Making Sex Green

By John Thursday • May 21st, 2008 • Category: Erotic Philosophy by John Thursday, Features

I try to be conscious of the environment.
I ride my bike.

I poop straight into my neighbor’s compost bin.

I’ve even taken up breathing directly onto trees. Apparently this makes oxygen production more efficient. (Just kidding. Do not actually try this as the trees may become angry with you.)

Yes, it’s hard being green. Often what is good for the environment comes into conflict with what is good for our own ease or comfort.

You want to save water by flushing less. You also want to eat healthy and so buy organic, local, sustainably grown… asparagus. You see where I’m going here. There’s nothing mellow about that yellow.

You take a life affirming, spiritual journey to Southeast Asia. You return with a blissful smile and the understanding that we are all one with the planet, except Republicans. Alas, the carbon footprint left in the upper atmosphere from your round trip flight is so large you have no choice but to kill yourself to offset it.

The most terrible conflict between our own wants and the needs of the planet is in our sex lives. Trying to live in harmony with the planet leads to some very odd conclusions.

1) Trusted monogamy is good for the environment.
It’s rather simple; condoms are bad for the environment. Condoms are latex, a naturally occurring sap from rubber trees. But between the spermicide, the chemical processes strengthening them and the lubes, the compost is not an option. Not to mention those little foil packs they come in. As far as the green movement is concerned, the nearly 500 million condoms used annually in the US are a menace.

Of course it is responsible to use a condom if one is engaging with multiple partners.

▸ Required work: Do these statements agree with the essay on making sex green? Answer yes or no for each, and quote the words from the essay that settle it. 1. The author rides a bike. 2. Condoms are made from a synthetic petroleum product. 3. About 50 million condoms are used each year in the US. The items aren't needed for this.

Location identification items
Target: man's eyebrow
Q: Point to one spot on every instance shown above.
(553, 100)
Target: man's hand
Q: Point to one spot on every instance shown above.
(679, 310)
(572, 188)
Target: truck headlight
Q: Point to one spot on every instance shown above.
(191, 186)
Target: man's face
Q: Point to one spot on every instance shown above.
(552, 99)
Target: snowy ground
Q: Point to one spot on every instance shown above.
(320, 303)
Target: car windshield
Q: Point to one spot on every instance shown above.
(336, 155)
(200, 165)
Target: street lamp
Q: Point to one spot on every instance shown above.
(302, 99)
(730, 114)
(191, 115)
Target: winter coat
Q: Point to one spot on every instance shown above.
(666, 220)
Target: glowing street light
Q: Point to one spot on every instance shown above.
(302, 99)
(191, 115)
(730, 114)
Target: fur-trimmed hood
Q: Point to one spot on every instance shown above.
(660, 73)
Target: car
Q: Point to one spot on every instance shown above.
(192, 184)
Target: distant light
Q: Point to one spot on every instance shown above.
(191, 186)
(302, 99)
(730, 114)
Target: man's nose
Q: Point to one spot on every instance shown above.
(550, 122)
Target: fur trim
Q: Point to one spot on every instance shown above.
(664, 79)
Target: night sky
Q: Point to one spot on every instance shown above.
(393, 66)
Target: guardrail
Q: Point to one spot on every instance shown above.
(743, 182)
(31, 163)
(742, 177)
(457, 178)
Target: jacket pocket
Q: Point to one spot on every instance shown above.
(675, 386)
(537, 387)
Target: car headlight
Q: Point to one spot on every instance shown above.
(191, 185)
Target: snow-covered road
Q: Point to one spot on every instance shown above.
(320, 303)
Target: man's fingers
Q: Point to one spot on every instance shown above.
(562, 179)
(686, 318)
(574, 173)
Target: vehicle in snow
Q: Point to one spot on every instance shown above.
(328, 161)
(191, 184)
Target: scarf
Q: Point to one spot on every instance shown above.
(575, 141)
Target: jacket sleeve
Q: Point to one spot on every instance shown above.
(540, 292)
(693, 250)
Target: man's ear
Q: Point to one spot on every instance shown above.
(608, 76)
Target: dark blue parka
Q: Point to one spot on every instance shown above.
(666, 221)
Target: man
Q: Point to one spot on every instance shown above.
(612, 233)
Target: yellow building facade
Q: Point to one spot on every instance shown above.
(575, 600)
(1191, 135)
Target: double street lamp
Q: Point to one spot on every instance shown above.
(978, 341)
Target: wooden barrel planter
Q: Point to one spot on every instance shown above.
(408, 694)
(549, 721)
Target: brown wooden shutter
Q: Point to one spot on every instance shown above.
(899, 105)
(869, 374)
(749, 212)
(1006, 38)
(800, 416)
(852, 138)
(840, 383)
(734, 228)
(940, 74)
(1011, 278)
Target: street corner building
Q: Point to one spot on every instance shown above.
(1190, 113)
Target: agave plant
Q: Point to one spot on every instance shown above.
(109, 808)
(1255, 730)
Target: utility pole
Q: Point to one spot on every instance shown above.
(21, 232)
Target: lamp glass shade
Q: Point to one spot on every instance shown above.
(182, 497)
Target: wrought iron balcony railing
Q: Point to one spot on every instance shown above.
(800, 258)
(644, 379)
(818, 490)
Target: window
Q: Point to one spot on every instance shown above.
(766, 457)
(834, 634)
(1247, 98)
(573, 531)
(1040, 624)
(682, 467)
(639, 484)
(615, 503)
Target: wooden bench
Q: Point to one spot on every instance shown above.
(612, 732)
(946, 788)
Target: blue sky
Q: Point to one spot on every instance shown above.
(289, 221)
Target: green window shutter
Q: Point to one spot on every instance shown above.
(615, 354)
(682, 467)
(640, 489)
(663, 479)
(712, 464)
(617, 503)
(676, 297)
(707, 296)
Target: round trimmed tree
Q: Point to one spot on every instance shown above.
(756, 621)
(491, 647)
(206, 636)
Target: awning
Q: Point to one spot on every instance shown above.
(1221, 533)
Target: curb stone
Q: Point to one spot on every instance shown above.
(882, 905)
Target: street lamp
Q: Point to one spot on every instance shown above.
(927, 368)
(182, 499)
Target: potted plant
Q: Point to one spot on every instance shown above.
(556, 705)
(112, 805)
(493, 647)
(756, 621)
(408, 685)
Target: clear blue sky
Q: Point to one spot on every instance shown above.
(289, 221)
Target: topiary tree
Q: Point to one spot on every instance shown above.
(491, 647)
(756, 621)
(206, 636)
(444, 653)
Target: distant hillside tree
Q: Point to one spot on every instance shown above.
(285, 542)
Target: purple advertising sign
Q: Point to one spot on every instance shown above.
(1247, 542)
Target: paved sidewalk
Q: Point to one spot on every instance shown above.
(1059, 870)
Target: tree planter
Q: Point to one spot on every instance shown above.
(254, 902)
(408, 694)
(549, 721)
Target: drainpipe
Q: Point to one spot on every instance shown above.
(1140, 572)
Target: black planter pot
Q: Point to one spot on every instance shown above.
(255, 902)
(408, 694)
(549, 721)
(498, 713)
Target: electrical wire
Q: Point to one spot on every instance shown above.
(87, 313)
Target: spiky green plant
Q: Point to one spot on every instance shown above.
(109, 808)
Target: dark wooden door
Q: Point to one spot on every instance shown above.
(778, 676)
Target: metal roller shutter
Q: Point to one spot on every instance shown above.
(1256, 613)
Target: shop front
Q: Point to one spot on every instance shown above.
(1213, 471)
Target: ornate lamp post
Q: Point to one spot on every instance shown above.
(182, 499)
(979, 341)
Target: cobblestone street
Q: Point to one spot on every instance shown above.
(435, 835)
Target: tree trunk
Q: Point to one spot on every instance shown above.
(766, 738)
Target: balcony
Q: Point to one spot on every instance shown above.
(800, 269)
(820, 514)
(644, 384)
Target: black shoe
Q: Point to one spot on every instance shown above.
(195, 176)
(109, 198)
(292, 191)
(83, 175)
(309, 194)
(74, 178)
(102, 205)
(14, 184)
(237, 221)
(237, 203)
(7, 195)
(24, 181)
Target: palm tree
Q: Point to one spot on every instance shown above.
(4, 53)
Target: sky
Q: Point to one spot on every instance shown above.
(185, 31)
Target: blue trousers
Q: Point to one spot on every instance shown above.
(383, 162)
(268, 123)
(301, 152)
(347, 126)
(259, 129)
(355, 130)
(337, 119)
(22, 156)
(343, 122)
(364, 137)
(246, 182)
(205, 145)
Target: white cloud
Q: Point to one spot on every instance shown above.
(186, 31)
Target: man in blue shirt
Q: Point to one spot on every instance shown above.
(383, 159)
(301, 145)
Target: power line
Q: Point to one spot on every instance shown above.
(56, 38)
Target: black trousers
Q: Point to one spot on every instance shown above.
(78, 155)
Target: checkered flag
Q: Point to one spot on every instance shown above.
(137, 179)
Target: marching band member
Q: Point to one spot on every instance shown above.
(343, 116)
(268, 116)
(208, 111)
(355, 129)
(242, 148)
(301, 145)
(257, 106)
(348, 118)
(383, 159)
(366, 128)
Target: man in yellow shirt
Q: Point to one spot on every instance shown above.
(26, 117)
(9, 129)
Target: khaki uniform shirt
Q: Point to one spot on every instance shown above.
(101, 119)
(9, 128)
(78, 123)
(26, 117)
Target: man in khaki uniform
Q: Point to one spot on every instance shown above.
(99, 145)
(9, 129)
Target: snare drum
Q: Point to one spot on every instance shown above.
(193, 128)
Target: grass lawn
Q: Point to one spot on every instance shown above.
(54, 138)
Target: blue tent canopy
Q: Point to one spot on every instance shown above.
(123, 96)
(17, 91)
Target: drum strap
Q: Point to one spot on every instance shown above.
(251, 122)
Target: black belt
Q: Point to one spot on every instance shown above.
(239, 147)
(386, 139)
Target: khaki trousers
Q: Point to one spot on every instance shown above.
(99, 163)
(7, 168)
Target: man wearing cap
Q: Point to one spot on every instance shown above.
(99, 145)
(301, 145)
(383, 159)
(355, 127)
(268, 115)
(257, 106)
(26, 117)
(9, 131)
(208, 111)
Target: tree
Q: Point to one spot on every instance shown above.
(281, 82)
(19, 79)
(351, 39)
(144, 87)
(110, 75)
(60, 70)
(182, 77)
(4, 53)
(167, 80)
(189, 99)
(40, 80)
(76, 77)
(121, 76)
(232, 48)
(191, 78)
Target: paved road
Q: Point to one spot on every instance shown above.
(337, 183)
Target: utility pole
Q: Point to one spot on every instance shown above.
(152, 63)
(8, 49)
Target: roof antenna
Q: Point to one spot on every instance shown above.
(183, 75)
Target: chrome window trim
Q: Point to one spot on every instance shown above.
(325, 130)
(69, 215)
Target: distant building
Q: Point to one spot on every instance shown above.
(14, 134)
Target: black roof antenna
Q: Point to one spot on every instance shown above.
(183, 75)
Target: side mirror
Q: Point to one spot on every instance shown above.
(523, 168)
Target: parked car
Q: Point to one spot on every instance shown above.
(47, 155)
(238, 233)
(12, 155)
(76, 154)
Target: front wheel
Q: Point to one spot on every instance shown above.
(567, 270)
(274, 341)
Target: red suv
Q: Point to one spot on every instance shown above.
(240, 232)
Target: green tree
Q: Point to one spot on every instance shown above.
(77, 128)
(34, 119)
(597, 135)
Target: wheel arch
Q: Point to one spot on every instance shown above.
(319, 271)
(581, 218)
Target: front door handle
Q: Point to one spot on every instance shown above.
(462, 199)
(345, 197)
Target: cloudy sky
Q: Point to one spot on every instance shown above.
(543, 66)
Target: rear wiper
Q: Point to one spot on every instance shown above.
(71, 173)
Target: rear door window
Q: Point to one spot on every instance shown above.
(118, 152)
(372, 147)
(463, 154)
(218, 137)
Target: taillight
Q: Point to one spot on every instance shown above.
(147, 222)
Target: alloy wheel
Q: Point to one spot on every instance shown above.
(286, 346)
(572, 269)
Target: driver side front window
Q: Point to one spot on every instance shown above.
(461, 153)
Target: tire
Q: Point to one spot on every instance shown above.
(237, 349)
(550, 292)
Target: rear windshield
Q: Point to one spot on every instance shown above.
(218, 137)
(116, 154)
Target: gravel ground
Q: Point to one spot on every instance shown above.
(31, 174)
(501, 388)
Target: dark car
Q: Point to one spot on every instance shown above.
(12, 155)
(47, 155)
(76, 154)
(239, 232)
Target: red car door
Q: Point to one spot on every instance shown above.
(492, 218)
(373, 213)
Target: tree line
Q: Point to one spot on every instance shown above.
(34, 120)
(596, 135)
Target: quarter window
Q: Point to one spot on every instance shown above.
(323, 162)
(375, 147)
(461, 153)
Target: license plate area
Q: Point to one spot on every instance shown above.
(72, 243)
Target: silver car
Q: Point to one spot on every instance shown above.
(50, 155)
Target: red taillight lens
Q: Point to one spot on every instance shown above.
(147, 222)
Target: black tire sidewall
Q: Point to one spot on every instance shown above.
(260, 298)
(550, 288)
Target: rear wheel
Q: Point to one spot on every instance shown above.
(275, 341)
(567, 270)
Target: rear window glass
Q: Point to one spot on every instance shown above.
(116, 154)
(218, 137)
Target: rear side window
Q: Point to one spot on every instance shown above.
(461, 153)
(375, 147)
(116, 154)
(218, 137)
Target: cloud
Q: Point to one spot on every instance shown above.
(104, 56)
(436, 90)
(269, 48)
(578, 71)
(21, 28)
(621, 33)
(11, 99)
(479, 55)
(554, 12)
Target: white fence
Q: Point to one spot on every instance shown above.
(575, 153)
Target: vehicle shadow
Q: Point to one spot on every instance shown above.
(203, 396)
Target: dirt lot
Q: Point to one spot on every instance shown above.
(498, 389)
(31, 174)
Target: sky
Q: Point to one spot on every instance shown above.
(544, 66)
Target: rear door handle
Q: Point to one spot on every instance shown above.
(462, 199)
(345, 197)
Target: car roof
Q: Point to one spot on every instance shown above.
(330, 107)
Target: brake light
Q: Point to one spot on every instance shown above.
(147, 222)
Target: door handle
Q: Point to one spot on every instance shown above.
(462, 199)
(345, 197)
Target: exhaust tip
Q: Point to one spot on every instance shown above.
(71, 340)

▸ Exercise solution:
1. Yes: "I ride my bike."
2. No: "Condoms are latex, a naturally occurring sap from rubber trees."
3. No: "the nearly 500 million condoms used annually in the US are a menace."